● **Document excerpt**:
- - - -

First: Do you really need to insert the generated data from your cluster straight into a relational database? You don't mind merging it at the end anyway, so why bother inserting into a database at all? In your position I'd have your cluster nodes write flat files, probably gzip'd CSV data. I'd then bulk import and merge that data using a tool like pg_bulkload.

If you do need to insert directly into a relational database: That's (part of) what PgPool-II and (especeially) PgBouncer are for. Configure PgBouncer to load-balance across different nodes and you should be pretty much sorted.

Note that PostgreSQL is a transactional database with strong data durability guarantees. That also means that if you use it in a simplistic way, doing lots of small writes can be slow. You have to consider what trade-offs you're willing to make between data durability, speed, and cost of hardware.

At one extreme, each INSERT can be its own transaction that's synchronously committed to disk before returning success. This limits the number of transactions per second to the number of fsync()s your disk subsystem can do, which is often only in the tens or hundreds per second (without battery backup RAID controller). This is the default if you do nothing special and if you don't wrap your INSERTs in a BEGIN and COMMIT.

- - - -

● **What to do**:
1. Reproduce the portion of the PostgreSQL passage starting at "First: Do you" and ending at "pretty much sorted.".
2. Proceed with the passage on inserting cluster data into PostgreSQL, picking up after its final sentence.
The rows that follow have no connection to the passage on loading cluster data into PostgreSQL.

- - - -

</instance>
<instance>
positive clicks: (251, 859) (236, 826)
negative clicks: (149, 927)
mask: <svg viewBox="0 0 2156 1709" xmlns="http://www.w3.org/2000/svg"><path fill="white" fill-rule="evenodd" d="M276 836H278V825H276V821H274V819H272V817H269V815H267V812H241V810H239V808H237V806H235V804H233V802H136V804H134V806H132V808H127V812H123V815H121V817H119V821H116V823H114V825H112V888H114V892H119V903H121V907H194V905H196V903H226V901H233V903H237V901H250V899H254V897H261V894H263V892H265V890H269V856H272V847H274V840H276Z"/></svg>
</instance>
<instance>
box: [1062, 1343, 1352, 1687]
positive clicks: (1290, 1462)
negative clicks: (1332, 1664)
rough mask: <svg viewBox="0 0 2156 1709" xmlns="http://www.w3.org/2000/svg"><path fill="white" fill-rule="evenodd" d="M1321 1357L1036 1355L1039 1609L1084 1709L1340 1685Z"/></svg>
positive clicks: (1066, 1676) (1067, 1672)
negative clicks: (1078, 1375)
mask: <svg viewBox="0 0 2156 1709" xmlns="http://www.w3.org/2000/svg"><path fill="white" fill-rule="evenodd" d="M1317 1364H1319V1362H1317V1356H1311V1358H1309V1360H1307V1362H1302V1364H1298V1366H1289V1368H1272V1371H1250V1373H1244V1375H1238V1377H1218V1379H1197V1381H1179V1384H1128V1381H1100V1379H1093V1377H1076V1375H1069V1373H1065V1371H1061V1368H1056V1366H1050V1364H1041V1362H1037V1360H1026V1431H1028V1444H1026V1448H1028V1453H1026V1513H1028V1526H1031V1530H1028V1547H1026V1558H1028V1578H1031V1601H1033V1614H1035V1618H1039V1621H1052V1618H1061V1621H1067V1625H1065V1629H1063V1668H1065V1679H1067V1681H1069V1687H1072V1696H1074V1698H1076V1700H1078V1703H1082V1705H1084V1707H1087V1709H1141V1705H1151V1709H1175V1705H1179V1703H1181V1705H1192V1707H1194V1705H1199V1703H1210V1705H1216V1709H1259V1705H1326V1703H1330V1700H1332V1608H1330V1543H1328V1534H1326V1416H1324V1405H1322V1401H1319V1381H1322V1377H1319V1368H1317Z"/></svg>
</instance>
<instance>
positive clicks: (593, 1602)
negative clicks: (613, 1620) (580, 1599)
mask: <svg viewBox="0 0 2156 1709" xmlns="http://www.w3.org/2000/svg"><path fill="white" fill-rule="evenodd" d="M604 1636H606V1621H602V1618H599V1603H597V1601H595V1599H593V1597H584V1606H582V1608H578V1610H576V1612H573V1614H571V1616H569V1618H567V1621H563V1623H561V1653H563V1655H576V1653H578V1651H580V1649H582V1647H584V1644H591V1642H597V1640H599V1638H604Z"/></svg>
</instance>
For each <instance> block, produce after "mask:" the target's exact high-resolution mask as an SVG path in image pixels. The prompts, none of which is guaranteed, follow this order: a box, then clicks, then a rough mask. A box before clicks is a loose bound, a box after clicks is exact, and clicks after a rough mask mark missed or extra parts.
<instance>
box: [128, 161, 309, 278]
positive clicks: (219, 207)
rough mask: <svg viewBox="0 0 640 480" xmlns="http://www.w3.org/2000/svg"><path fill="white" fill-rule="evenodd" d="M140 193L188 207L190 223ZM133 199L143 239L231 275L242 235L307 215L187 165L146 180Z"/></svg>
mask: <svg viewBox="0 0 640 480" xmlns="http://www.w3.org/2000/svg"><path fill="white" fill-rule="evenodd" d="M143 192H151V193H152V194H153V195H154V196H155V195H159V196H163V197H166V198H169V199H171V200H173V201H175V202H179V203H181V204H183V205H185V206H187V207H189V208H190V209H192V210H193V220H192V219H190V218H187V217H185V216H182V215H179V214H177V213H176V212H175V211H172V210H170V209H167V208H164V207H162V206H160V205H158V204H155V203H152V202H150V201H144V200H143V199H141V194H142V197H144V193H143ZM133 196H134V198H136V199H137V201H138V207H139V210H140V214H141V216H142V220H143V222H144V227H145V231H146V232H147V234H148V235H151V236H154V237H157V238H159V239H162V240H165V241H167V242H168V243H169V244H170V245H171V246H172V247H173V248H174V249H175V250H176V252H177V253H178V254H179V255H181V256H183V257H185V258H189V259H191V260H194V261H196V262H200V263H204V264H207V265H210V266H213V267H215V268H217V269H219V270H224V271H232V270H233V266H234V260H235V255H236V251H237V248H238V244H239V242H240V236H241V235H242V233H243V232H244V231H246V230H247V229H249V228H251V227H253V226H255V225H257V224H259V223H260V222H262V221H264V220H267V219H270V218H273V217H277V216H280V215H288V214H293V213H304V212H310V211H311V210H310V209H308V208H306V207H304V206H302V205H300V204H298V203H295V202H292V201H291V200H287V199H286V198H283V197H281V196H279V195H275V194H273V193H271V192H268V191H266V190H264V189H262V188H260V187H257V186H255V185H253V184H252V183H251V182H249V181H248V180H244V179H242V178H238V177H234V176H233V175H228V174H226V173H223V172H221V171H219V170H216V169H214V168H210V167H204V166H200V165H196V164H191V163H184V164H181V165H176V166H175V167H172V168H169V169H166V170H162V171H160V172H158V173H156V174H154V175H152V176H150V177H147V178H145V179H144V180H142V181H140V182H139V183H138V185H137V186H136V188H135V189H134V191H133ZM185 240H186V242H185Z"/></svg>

- - - -

● **Answers in order**:
1.
First: Do you really need to insert the generated data from your cluster straight into a relational database? You don't mind merging it at the end anyway, so why bother inserting into a database at all? In your position I'd have your cluster nodes write flat files, probably gzip'd CSV data. I'd then bulk import and merge that data using a tool like pg_bulkload.

If you do need to insert directly into a relational database: That's (part of) what PgPool-II and (especeially) PgBouncer are for. Configure PgBouncer to load-balance across different nodes and you should be pretty much sorted.

2.
At the other extreme, you say "I really don't care if I lose all this data" and use unlogged tables for your inserts. This basically gives the database permission to throw your data away if it can't guarantee it's OK - say, after an OS crash, database crash, power loss, etc.

The middle ground is where you will probably want to be. This involves some combination of asynchronous commit, group commits (commit_delay and commit_siblings), batching inserts into groups wrapped in explicit BEGIN and END, etc. Instead of INSERT batching you could do COPY loads of a few thousand records at a time. All these things trade data durability off against speed.

For fast bulk inserts you should also consider inserting into tables without any indexes except a primary key. Maybe not even that. Create the indexes once your bulk inserts are done. This will be a hell of a lot faster.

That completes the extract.